Answer these questions from the post-partum impressions text below:
1. How often does Roland come in to feed?
2. What did Theron bring for his mother when Nana brought him by?
3. What name has Roland tentatively been given?

■ **Document passage**
^^^^^^^^^^^^^^^^

Post-Partum Impressions
Newborn babies are tiny. Theron was too, and I’m finally starting to remember that; but Theron is my unit of measure, and his current size makes Roland seem tiny and unbelievably light weight. I’m not sure what effect having a second child will have on my tendency to judge all other children by Theron.

Roland comes in to feed on my wife every two hours or so. This is having entirely predictable effects on our sleep schedules, except that shortly after midnight I collapsed and could not be roused. The Beautiful Woman’s position was exacerbated by the fact that she was itchy all over, which seems to be mostly a lingering effect of the anesthesia; by the fact that nurses kept popping in to examine her; and by a bizarre little auto-massaging sleeve that they had put on her calves to keep blood clots from forming**.  Also, apparently I slept through someone giving birth in the room beside us; this explains the somewhat bizarre character of my dreams.

By this morning, the Beautiful Woman was back to eating solid food; she has been up and walking - or at least shuffling - around. Late in the afternoon, we both managed to shower. Even without soap or shampoo (there doesn’t seem to be any, and I didn’t think to pack either one), this was a blessed relief. So we’re making good progress on the Beautiful Woman Recovery front, too.

What else...? Nana brought Theron by around noon. He arrived with some flowers for his mother, which we added to the bouquet of roses I’d brought in yesterday. He was very happy to see us, and - later - very insistent that I wanted to go back to Nana’s house with him. He had a great day at school; Nana had provided pictures for him to take in, and he returned with a lovely note from his class. He agreed to hold baby Roland for a little bit, with photogenic results:

Picture of Theron holding Roland

I have, tentatively, dubbed Roland “The Goblin Prince”. This is partly because gobblin’ is his main activity right now, but it’s mostly because of his hat. He has a little knit cap - what my brother calls a “homeless person hat” - which conspires with his pudgy cheeks to make him look like one of the goblins from Labyrinth. (“Bah! Where’d she learn that rubbish? It doesn’t even start with ‘I wish’.”) The impression is further reinforced by the fact that small-baby movements look weirdly Animatronic.

^^^^^^^^^^^^^^^^

■ **Listed records**
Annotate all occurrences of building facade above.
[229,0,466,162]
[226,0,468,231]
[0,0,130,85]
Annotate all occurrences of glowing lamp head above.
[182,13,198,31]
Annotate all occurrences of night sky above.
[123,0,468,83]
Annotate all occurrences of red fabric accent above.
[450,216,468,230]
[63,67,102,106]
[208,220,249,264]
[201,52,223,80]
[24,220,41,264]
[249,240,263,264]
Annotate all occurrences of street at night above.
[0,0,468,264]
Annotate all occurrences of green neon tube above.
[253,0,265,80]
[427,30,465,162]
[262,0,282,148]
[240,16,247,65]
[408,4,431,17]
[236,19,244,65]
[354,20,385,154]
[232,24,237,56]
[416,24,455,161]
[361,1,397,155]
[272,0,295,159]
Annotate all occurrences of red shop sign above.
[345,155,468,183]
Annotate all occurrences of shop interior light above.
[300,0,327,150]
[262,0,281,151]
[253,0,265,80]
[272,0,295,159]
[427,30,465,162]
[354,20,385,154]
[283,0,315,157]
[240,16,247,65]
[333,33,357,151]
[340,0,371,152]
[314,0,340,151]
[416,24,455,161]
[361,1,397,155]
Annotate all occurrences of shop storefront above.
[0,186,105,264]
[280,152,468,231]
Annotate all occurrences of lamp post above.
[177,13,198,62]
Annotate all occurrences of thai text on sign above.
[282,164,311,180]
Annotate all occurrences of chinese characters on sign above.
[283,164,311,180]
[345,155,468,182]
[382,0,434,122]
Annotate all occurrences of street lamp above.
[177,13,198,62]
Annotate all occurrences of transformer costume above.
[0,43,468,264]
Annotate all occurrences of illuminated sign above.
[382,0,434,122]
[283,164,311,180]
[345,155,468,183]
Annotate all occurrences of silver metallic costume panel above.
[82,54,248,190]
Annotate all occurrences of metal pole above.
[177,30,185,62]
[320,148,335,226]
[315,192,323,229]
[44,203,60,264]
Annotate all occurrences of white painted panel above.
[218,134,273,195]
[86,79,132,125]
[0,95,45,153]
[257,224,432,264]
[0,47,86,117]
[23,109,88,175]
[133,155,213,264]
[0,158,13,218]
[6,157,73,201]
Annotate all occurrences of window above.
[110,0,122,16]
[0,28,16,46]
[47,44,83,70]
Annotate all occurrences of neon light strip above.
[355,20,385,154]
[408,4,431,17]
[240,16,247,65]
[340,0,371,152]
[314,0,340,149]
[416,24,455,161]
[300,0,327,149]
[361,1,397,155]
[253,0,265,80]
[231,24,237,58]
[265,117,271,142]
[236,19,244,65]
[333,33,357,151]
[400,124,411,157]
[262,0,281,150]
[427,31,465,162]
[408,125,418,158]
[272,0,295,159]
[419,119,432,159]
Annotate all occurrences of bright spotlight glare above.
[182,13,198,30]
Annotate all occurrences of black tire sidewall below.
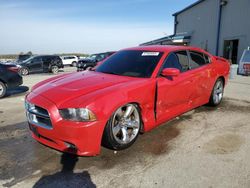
[0,81,7,98]
[20,67,29,76]
[72,61,77,67]
[51,65,59,74]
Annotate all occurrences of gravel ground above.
[0,68,250,188]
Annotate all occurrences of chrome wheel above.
[213,80,224,104]
[111,104,141,144]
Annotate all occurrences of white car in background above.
[61,55,78,67]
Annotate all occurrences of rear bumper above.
[26,93,105,156]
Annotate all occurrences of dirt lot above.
[0,68,250,188]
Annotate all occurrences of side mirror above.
[161,68,180,77]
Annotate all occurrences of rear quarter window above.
[189,51,207,69]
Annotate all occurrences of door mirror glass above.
[161,68,180,77]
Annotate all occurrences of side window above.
[163,51,189,72]
[190,51,207,69]
[175,51,189,72]
[204,54,210,64]
[163,53,182,71]
[31,57,42,64]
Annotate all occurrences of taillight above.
[7,67,19,72]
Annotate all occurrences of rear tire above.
[0,81,7,98]
[19,67,29,76]
[51,65,59,74]
[102,104,141,150]
[209,78,224,106]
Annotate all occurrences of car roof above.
[124,45,207,53]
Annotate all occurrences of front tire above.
[0,81,7,98]
[71,61,77,67]
[209,78,224,106]
[102,104,141,150]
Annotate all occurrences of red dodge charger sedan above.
[25,46,230,156]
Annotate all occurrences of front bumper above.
[26,93,105,156]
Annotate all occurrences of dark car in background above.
[17,54,32,62]
[77,52,115,71]
[19,55,63,76]
[0,63,23,98]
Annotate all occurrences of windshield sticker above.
[141,52,160,56]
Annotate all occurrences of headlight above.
[59,108,96,121]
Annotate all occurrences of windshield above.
[242,50,250,63]
[96,50,163,78]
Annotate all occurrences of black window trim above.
[187,49,211,70]
[157,49,191,77]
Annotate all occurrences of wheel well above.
[131,102,144,133]
[217,76,226,86]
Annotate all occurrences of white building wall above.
[176,0,250,61]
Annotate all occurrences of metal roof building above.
[141,0,250,63]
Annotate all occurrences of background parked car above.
[19,55,64,75]
[77,52,115,71]
[17,54,32,63]
[0,63,23,98]
[61,55,78,67]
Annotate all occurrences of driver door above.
[156,51,195,123]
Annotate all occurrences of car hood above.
[32,71,137,107]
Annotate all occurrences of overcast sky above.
[0,0,195,54]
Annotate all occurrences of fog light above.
[64,142,77,150]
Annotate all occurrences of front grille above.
[25,102,52,129]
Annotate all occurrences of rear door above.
[156,51,196,123]
[189,50,212,107]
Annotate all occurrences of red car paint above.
[26,46,229,156]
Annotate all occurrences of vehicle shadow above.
[33,153,96,188]
[6,86,29,97]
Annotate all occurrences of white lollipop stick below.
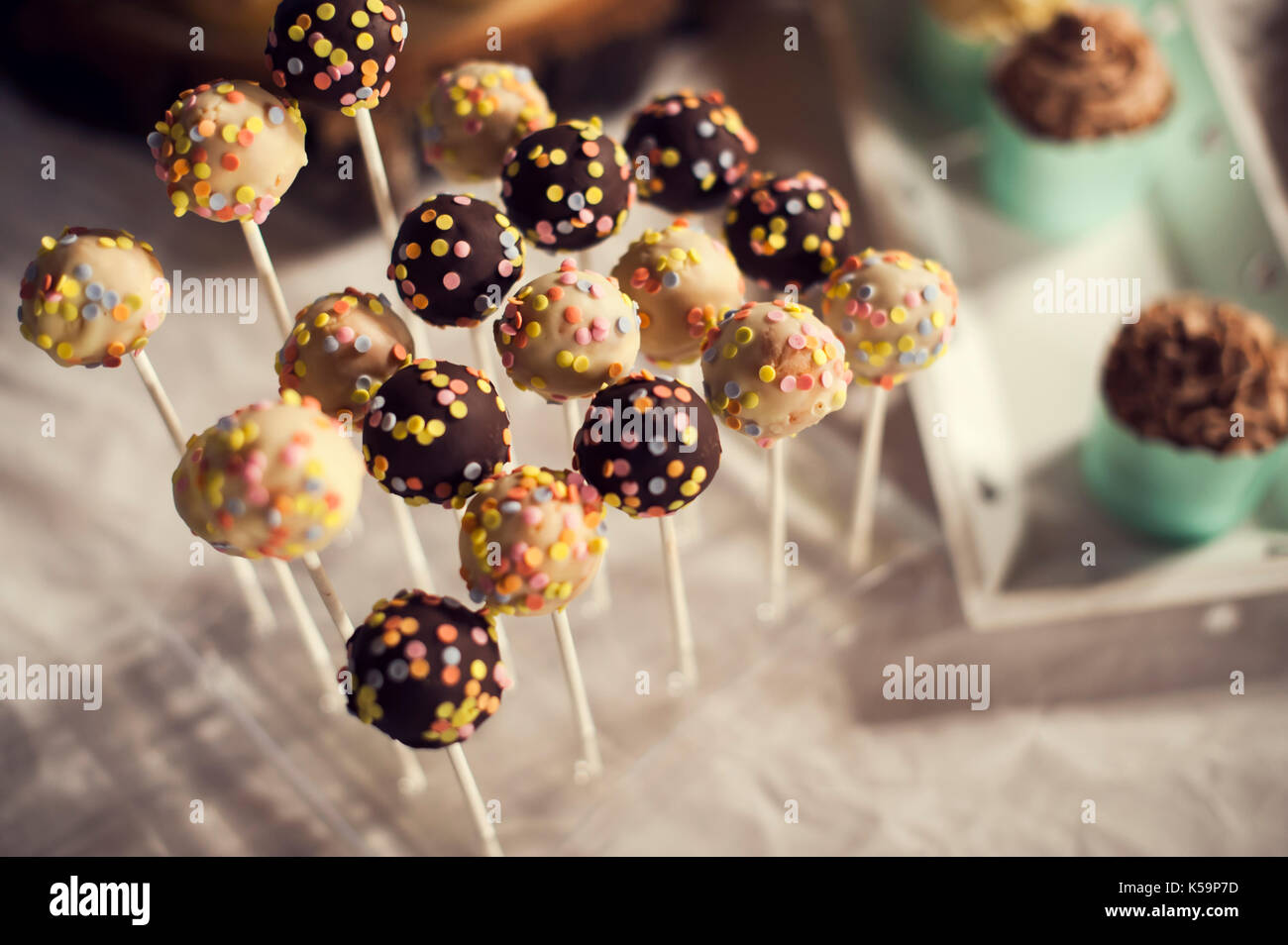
[550,607,604,779]
[269,558,340,712]
[353,108,398,244]
[447,742,505,856]
[761,439,787,620]
[241,220,295,338]
[849,386,890,571]
[657,515,698,686]
[132,348,277,633]
[563,399,613,617]
[452,508,519,692]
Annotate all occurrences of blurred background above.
[0,0,1288,855]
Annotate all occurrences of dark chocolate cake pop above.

^^^^^^^^^^^^^^^^

■ **Answer to this problem**
1. Every two hours or so.
2. Some flowers.
3. "The Goblin Prince".